━━ Given records ━━
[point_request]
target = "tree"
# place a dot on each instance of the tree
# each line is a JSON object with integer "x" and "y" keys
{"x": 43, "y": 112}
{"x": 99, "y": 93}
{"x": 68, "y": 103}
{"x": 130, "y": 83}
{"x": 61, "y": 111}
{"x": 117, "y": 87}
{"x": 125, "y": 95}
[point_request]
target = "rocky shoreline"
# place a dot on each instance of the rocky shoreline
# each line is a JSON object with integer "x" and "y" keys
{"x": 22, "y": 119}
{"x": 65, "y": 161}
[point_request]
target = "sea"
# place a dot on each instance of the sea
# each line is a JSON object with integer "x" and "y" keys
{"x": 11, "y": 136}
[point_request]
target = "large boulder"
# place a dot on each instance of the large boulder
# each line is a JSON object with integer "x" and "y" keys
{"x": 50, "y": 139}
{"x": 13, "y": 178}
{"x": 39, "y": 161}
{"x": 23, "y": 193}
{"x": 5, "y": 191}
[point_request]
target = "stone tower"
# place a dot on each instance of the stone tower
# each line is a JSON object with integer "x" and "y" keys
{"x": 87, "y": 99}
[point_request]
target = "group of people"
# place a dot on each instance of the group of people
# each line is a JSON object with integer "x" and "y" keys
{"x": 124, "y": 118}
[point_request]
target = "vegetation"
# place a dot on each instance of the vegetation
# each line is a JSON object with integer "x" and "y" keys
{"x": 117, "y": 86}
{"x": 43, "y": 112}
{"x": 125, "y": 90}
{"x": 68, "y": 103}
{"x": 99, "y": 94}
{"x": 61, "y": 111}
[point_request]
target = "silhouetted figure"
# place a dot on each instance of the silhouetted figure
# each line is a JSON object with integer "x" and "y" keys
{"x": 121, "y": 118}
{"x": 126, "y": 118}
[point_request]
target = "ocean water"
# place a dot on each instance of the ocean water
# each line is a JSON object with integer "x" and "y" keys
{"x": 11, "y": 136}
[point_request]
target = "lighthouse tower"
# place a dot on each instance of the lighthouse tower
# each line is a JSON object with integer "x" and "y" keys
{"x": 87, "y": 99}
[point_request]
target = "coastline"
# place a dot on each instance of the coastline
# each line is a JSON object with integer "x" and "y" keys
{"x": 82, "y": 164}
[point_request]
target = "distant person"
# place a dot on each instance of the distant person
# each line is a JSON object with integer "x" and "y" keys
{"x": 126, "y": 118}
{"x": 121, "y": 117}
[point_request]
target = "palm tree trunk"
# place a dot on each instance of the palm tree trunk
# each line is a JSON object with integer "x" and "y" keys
━━━
## Instructions to follow
Give back each line above precisely as it stands.

## Result of this task
[point_request]
target = "tree"
# place a dot on each instance of the tree
# each line is a JSON object with integer "x" and "y" keys
{"x": 43, "y": 112}
{"x": 99, "y": 93}
{"x": 68, "y": 103}
{"x": 130, "y": 83}
{"x": 61, "y": 111}
{"x": 117, "y": 87}
{"x": 125, "y": 95}
[point_request]
target = "rocky shoreline"
# place a dot on each instance of the rocky shoreline
# each line is a JSON object with integer "x" and "y" keys
{"x": 22, "y": 119}
{"x": 65, "y": 161}
[point_request]
target = "sea"
# place a dot on each instance of the sea
# each line is a JSON object with integer "x" and "y" keys
{"x": 11, "y": 136}
[point_request]
target = "large boulder"
# place a dot on each instance of the large boulder
# each line is a JSON object with integer "x" and "y" keys
{"x": 50, "y": 139}
{"x": 13, "y": 178}
{"x": 39, "y": 161}
{"x": 23, "y": 193}
{"x": 5, "y": 191}
[point_request]
target = "stone tower"
# place a dot on each instance of the stone tower
# each line is a JSON object with integer "x" and "y" keys
{"x": 87, "y": 99}
[point_request]
target = "group of people"
# place a dot on each instance of the group of people
# each line is a JSON object with integer "x" and "y" keys
{"x": 124, "y": 118}
[point_request]
target = "vegetation"
# place a dot on each instance of the vegetation
# each line is a JSON object with integer "x" and "y" keys
{"x": 117, "y": 86}
{"x": 43, "y": 112}
{"x": 125, "y": 90}
{"x": 68, "y": 103}
{"x": 99, "y": 94}
{"x": 61, "y": 111}
[point_request]
target = "silhouetted figure"
# place a dot on each instance of the silhouetted figure
# each line is a JSON object with integer "x" and "y" keys
{"x": 121, "y": 118}
{"x": 126, "y": 118}
[point_request]
target = "ocean water"
# place a dot on each instance of the ocean water
# each line is a JSON object with integer "x" and "y" keys
{"x": 11, "y": 136}
[point_request]
target = "lighthouse tower"
# place a dot on each instance of the lighthouse tower
# each line is a JSON object with integer "x" and "y" keys
{"x": 87, "y": 99}
[point_request]
target = "coastline"
# place a dot on each instance of the coastline
# each line is a JSON object with integer "x" and "y" keys
{"x": 82, "y": 164}
[point_request]
target = "distant person"
# place a dot on each instance of the distant person
# each line is a JSON object with integer "x" and "y" keys
{"x": 126, "y": 118}
{"x": 121, "y": 117}
[point_request]
target = "palm tree trunk"
# place a dot on each instance of the palm tree trunk
# each line is a JSON object with integer "x" and "y" keys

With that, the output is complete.